Text provided START

As a part of your application process, you need to become familiar with the AMCAS application process. You want to ensure your medical school application is competitive; therefore, you should be up-to-date with important deadlines and requirements. Moreover, you must ensure that your documents are thorough, well-organized, and submitted on time. In addition to your necessary documents, you must also craft a compelling personal statement highlighting meaningful experiences. 

While the process of applying to medical school can be overwhelming, you can present yourself as a strong and qualified candidate by investing time and effort into preparing your application. 

Personal Development

Although academic and clinical preparation for medical school are critical components for a future as a physician, personal development is equally important. It also demonstrates your readiness for the emotional demands of medical school.

Learning a new language before entering medical school can benefit personal growth and significantly aid in preparing for a medical career. It can enhance your medical school application, particularly if you are applying in states like California, Florida, and Texas, which have large Spanish-speaking populations. Learning a new language can improve your cultural competency, enabling you to communicate more effectively with patients from different countries. However, the question is, what language should you learn as a pre-med? The most popular languages spoken in the U.S. besides English are Spanish, Chinese, Tagalog, Vietnamese, and French.

Text provided END

# Activity 1:
According to the medical school application text, which states have large Spanish-speaking populations?
# Activity 2:
Carry on the medical school application text from its final sentence.
The records are not required for this work.

Supplied entries START

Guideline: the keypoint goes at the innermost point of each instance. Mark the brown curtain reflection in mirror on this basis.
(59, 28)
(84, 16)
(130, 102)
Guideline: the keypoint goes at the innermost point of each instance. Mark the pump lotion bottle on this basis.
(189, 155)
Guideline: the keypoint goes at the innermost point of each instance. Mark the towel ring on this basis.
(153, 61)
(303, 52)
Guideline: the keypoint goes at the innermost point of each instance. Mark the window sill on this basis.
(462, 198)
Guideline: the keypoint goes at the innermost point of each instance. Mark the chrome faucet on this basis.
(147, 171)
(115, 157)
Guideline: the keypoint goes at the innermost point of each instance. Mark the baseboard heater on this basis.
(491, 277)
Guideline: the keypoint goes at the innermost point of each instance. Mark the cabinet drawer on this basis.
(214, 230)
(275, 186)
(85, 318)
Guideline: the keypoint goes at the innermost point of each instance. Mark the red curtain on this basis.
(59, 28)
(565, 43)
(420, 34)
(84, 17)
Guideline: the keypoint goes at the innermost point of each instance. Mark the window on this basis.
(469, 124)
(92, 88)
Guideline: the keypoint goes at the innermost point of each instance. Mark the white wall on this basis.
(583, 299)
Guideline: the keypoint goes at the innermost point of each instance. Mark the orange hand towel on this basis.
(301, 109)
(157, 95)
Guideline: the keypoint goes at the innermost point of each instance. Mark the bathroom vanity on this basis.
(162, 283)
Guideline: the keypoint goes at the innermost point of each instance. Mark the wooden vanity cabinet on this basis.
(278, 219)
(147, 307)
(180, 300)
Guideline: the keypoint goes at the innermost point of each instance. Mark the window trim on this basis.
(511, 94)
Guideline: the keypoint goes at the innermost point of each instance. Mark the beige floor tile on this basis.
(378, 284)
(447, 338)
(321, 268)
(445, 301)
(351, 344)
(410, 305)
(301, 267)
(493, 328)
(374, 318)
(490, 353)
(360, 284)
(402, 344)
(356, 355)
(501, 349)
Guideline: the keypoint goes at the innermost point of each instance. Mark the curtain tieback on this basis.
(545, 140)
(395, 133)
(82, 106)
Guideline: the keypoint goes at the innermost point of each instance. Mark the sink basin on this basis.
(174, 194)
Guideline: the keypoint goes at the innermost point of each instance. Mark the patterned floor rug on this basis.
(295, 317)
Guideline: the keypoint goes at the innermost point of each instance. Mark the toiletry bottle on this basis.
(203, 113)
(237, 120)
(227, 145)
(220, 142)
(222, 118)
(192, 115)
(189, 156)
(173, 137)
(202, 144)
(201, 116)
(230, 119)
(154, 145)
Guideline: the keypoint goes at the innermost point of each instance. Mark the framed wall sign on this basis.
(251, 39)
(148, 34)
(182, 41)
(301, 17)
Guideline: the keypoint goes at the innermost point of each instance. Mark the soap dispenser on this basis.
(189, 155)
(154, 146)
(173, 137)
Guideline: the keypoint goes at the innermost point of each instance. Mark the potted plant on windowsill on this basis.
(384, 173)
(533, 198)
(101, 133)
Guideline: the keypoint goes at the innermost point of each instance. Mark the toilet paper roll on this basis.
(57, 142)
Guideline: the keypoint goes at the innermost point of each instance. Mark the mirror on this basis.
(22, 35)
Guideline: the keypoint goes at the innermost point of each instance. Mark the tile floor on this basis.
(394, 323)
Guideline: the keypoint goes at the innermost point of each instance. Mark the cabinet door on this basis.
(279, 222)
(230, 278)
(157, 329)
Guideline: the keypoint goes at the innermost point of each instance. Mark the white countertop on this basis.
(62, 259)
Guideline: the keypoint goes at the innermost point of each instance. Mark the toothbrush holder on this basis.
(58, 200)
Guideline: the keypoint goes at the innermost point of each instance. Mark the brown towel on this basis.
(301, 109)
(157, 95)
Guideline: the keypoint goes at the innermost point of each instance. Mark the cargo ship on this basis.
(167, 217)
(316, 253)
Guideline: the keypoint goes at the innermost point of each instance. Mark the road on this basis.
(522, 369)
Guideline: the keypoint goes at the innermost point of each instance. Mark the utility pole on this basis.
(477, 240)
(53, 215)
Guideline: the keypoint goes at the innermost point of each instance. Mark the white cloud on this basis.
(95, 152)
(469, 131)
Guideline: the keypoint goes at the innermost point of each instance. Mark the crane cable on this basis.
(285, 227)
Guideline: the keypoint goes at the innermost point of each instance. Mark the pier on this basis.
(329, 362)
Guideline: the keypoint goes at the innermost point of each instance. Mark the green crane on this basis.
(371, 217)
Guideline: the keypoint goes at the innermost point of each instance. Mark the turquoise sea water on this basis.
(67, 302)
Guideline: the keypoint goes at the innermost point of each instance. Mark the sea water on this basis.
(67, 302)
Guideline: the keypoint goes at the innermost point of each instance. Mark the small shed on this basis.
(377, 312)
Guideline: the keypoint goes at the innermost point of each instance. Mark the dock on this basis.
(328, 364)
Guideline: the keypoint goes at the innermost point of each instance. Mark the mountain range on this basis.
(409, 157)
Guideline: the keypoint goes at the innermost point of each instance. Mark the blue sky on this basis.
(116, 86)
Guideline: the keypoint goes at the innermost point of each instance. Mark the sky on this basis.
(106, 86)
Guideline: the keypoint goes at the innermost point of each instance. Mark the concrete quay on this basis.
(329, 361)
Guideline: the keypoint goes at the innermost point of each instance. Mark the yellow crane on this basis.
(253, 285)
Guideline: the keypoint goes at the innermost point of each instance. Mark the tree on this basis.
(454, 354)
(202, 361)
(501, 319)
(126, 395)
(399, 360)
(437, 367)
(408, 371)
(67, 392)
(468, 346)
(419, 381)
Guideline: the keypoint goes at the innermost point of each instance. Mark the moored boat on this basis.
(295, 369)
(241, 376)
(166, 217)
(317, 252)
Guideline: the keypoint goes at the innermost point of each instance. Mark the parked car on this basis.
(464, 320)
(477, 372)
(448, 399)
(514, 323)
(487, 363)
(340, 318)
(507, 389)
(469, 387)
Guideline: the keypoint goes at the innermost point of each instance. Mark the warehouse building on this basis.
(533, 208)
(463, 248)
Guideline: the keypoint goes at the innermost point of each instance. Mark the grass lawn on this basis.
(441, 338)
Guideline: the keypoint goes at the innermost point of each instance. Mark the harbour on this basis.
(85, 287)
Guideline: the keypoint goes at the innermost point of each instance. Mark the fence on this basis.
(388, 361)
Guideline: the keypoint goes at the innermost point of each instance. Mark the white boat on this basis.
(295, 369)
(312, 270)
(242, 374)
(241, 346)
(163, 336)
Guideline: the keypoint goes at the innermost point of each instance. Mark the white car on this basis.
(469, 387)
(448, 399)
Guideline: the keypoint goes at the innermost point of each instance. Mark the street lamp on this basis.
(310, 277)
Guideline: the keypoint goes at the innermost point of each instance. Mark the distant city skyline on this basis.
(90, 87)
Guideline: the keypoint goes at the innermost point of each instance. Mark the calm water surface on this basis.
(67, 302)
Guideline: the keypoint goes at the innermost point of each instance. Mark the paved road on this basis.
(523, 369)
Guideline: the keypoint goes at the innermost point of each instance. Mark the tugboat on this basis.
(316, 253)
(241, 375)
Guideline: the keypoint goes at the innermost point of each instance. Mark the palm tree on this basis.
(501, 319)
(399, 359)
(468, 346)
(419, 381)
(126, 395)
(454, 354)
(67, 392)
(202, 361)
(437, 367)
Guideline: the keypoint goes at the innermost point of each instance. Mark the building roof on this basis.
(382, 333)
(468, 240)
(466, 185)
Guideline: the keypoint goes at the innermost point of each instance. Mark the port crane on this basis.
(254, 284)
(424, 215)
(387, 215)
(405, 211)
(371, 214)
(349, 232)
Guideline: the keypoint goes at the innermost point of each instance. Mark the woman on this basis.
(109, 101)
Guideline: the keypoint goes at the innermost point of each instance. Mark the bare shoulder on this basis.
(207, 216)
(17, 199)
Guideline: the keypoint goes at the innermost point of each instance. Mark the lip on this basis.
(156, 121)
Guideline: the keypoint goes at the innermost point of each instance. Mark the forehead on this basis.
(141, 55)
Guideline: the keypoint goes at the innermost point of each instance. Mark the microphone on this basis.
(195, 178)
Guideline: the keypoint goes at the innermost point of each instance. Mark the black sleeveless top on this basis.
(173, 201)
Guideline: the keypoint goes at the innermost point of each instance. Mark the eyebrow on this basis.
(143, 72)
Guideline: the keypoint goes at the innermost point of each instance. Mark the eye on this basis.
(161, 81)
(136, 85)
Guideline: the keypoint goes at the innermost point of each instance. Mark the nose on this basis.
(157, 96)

Supplied entries END

# Exercise answer 1:
California, Florida, and Texas.

# Exercise answer 2:
Volunteering in community outreach programs at local shelters or participating in community service initiatives is another effective approach to cultivating the essential attributes necessary for a thriving medical career. Doing so while pursuing your undergraduate degree will help you confirm your commitment to medicine and foster empathy and compassion. You can also display your dedication to personal and professional growth by participating in rehabilitation centers, crisis text lines, home health programs, and suicide hotlines.

Lastly, medical school interviews are a crucial opportunity to showcase your motivations for pursuing medicine and what makes you a strong candidate. During these interviews, you can reflect on your personal experiences, values, and aspirations and convey your genuine passion for medicine and commitment to serving others.

The Bottom Line

Now that you have learned how to prepare for medical school, it’s time to start planning for your next steps. Whether researching schools, mapping out your path, gaining experience, or working on personal growth, how you spend your time during your undergraduate years can significantly increase your chances of getting accepted.

Start early and stay committed to your goals while taking the time to relax and have fun. Your passion and resilience will undoubtedly pave the way for a rewarding medical career!

Frequently Asked Questions (FAQs)

What are the prerequisites for applying to medical school?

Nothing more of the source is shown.